==== Task material
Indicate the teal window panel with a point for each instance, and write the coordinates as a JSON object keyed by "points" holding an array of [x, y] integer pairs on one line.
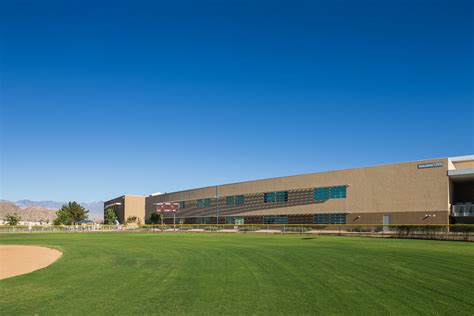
{"points": [[203, 220], [202, 203], [239, 199], [275, 219], [332, 218], [321, 194], [230, 200], [339, 192], [273, 197]]}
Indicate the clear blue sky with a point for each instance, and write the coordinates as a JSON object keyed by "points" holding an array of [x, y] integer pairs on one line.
{"points": [[104, 98]]}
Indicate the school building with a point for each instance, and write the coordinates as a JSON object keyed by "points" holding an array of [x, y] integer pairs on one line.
{"points": [[434, 191]]}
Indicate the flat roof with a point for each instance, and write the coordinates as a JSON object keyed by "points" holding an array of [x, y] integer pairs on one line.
{"points": [[305, 174]]}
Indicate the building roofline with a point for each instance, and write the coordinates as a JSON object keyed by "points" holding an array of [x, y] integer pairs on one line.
{"points": [[461, 158], [304, 174]]}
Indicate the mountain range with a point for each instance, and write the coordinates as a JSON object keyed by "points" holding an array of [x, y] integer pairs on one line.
{"points": [[43, 210]]}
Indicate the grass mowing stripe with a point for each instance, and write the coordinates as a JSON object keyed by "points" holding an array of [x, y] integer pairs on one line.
{"points": [[129, 273]]}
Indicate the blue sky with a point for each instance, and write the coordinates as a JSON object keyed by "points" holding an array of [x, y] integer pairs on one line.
{"points": [[104, 98]]}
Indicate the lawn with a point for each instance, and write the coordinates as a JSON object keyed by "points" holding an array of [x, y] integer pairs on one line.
{"points": [[189, 273]]}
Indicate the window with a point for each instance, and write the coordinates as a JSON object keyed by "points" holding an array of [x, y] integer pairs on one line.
{"points": [[239, 199], [234, 220], [275, 197], [332, 218], [275, 219], [338, 192], [234, 200], [321, 194], [202, 203], [229, 200], [203, 220]]}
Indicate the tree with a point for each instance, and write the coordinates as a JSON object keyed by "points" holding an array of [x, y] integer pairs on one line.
{"points": [[62, 217], [110, 217], [131, 219], [12, 219], [70, 213], [155, 218]]}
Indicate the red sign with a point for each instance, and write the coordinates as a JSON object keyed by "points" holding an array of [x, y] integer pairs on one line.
{"points": [[167, 207]]}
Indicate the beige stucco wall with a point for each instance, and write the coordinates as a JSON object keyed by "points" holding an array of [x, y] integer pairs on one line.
{"points": [[395, 188], [464, 164], [131, 206], [135, 206]]}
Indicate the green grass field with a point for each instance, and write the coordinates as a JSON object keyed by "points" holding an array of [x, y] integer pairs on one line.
{"points": [[185, 273]]}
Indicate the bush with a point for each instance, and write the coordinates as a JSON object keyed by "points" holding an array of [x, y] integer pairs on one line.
{"points": [[12, 219], [155, 218], [297, 229], [248, 228], [212, 228]]}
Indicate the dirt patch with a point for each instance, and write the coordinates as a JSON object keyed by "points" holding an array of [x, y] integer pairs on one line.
{"points": [[16, 260]]}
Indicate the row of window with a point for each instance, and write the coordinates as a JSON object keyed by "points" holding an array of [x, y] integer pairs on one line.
{"points": [[334, 218], [329, 218], [275, 219], [323, 194], [275, 197], [234, 220], [319, 194], [203, 203], [234, 200]]}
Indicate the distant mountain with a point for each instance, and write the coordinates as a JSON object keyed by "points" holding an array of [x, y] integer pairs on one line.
{"points": [[96, 209], [28, 214]]}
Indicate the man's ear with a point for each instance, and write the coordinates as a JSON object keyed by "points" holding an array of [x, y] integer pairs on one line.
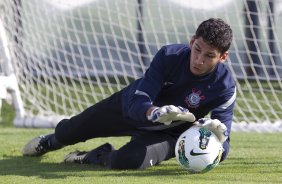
========
What you need to do: Copy the records exactly, minus any pictures.

The completed task:
Indicate the teal window panel with a point for each instance, and write the coordinates as a JSON object keyed by "points" holding an array of [x, y] integer pairs on one line.
{"points": [[203, 220], [202, 203], [239, 199], [275, 219], [332, 218], [321, 194], [230, 200], [339, 192], [273, 197]]}
Indicate the clear blue sky with a point for each instance, and write the coordinates as a JSON object keyed by "points" holding an array of [x, y] integer pairs on one line.
{"points": [[104, 98]]}
Indicate the school building with a point for each instance, and write the coordinates as a JSON object keyed by "points" holding an array of [x, y] integer pairs on one line.
{"points": [[434, 191]]}
Indicate the flat roof with a point for each instance, and write the coordinates as a JSON object keyed by "points" holding an array of [x, y] integer pairs on one line.
{"points": [[305, 174]]}
Indicate the building roofline with a point for each instance, and write the coordinates as a JSON object keyed by "points" holding an array of [x, y] integer pairs on one line.
{"points": [[461, 158], [304, 174]]}
Indicate the mountain range with a point for each instance, and write the coordinates as a JSON object keyed by "points" holding an array of [x, y] integer pairs on one line.
{"points": [[43, 210]]}
Indicate the grass mowing stripe with a point for each instance, and write the coordinates as a JSON object keyed by "points" holding an array of [x, y] integer pairs on one line.
{"points": [[129, 273]]}
Indicate the blue sky with a point for each instance, and write the coordinates as a JSON object keyed by "points" holding an array of [x, y] integer pairs on one line.
{"points": [[104, 98]]}
Indicate the lawn with a point for each instance, and write the coordinates as a JSON object keyed by "points" holding an array of [x, y] integer pairs on one line.
{"points": [[189, 273]]}
Indicate the window with a point for each instance, and write the coordinates as a JSON object keyed by "points" holding an array of [x, y] integer pairs on one line.
{"points": [[239, 199], [234, 220], [275, 197], [332, 218], [275, 219], [338, 192], [234, 200], [321, 194], [202, 203], [229, 200], [203, 220]]}
Indicate the tree with a point for each instance, and write the coordinates as a JSON object keyed by "points" holding an array of [x, y] integer pairs on one line.
{"points": [[62, 217], [110, 217], [131, 219], [12, 219], [70, 213], [155, 218]]}
Indicate the red sign with a point for each instance, and write the coordinates as a JSON object keyed by "points" holding an array of [x, y] integer pairs on one line.
{"points": [[167, 207]]}
Indicate the beige stucco wall with a point for each instance, and write the coordinates as a JSON object keyed by "points" holding an array of [x, y] integer pairs on one line.
{"points": [[395, 188], [464, 164], [131, 206], [135, 206]]}
Indicate the green grass field with a point for each instance, and write the coordinates as a JSON object keyed by "points" holding an array of [x, y] integer pairs on one line.
{"points": [[185, 273]]}
Indicate the bush with a point for each instance, and write the coordinates as a JSON object keyed by "points" holding an array of [x, y] integer pairs on one line.
{"points": [[12, 219], [155, 218], [297, 229], [248, 228], [212, 228]]}
Indicate the dirt patch with a point for each instance, and write the coordinates as a JSON object keyed by "points" holding an array of [x, y] integer pairs on one line.
{"points": [[16, 260]]}
Indicate the row of window with a point for each instance, and write the coordinates as a JSON object keyed by "points" holding an array of [x, y] integer pairs on one line.
{"points": [[334, 218], [329, 218], [275, 219], [323, 194], [275, 197], [234, 220], [319, 194], [203, 203], [234, 200]]}
Indicate the distant mountain with a point for each instance, and write the coordinates as a JSON object keyed by "points" holding an array of [x, y] integer pairs on one line.
{"points": [[96, 209], [28, 214]]}
Indicate the man's ear with a point for each instance, and write the coordinates as a JSON object keyed by "points" holding an array of [x, y] integer pairs on one line.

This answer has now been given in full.